→ TEXT TO READ:
FIG. 1 illustrates a diamond search pattern according to a conventional high-speed block matching motion search method;

FIG. 2 illustrates a hexagon-based search pattern according to a conventional high-speed block matching motion search method;

FIG. 3 is a block diagram of an exemplary video encoding device including a motion search apparatus which can be used with the present invention;

FIG. 4 is a block diagram of a motion search apparatus according to an exemplary embodiment of the present invention;

FIG. 5 illustrates motion vectors of adjacent blocks in a motion search apparatus according to an exemplary embodiment of the present invention;

FIG. 6 illustrates the use of an on-chip memory when a SAD (sum of absolute difference) is calculated by copying a single horizontal line in a motion search apparatus according to an exemplary embodiment of the present invention;

FIG. 7 illustrates a line search sequence for performing memory access processing and SAD calculation processing by accessing an off-chip memory using Direct Memory Access (DMA) while performing the SAD calculation processing according to an exemplary embodiment of the present invention;

FIG. 8 is a flowchart of a motion search method according to an exemplary embodiment of the present invention; and

FIG. 9 illustrates a final motion according to the motion search method illustrated in FIG. 8.

→ ROWS:

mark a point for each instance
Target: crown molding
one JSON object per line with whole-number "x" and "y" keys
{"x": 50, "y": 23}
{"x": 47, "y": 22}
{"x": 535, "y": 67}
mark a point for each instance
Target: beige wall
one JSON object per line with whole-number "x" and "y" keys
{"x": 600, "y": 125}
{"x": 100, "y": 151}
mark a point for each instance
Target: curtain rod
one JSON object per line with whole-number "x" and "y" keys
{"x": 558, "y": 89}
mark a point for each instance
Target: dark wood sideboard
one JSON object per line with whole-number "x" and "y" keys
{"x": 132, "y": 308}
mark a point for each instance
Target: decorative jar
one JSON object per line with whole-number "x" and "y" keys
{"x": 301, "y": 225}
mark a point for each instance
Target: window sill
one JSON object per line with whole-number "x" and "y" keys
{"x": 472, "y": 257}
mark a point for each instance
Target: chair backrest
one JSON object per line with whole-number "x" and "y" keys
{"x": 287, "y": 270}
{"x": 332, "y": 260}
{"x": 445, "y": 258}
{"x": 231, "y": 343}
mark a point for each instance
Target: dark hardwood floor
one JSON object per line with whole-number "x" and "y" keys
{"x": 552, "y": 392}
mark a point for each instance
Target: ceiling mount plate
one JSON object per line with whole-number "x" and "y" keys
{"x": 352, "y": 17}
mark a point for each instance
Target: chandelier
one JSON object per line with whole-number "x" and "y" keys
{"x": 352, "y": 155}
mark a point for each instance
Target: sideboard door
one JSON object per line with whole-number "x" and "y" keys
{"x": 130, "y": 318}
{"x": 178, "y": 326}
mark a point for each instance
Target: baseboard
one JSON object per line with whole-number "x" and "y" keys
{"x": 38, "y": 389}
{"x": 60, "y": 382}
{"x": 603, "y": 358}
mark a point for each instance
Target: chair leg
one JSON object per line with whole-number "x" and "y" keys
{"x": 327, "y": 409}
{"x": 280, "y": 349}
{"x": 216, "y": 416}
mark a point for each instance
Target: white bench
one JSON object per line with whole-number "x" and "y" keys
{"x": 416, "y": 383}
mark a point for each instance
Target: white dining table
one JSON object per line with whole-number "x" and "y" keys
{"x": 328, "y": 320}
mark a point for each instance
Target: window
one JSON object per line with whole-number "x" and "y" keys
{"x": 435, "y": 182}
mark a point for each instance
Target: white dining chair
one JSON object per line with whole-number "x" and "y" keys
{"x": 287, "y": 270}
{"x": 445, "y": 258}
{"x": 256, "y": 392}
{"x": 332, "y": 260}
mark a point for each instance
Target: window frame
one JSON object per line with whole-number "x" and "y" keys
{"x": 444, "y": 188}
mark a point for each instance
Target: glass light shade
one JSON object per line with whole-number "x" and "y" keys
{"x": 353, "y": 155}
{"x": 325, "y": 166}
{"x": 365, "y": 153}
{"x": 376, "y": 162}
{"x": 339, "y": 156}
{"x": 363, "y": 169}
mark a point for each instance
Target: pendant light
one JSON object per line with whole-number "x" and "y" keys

→ EXERCISE DESCRIPTION: Copy the figure descriptions from "FIG. 8 is a" through "illustrated in FIG. 8.", renaming "flowchart" as "flow diagram".

→ REPLY:
FIG. 8 is a flow diagram of a motion search method according to an exemplary embodiment of the present invention; and

FIG. 9 illustrates a final motion according to the motion search method illustrated in FIG. 8.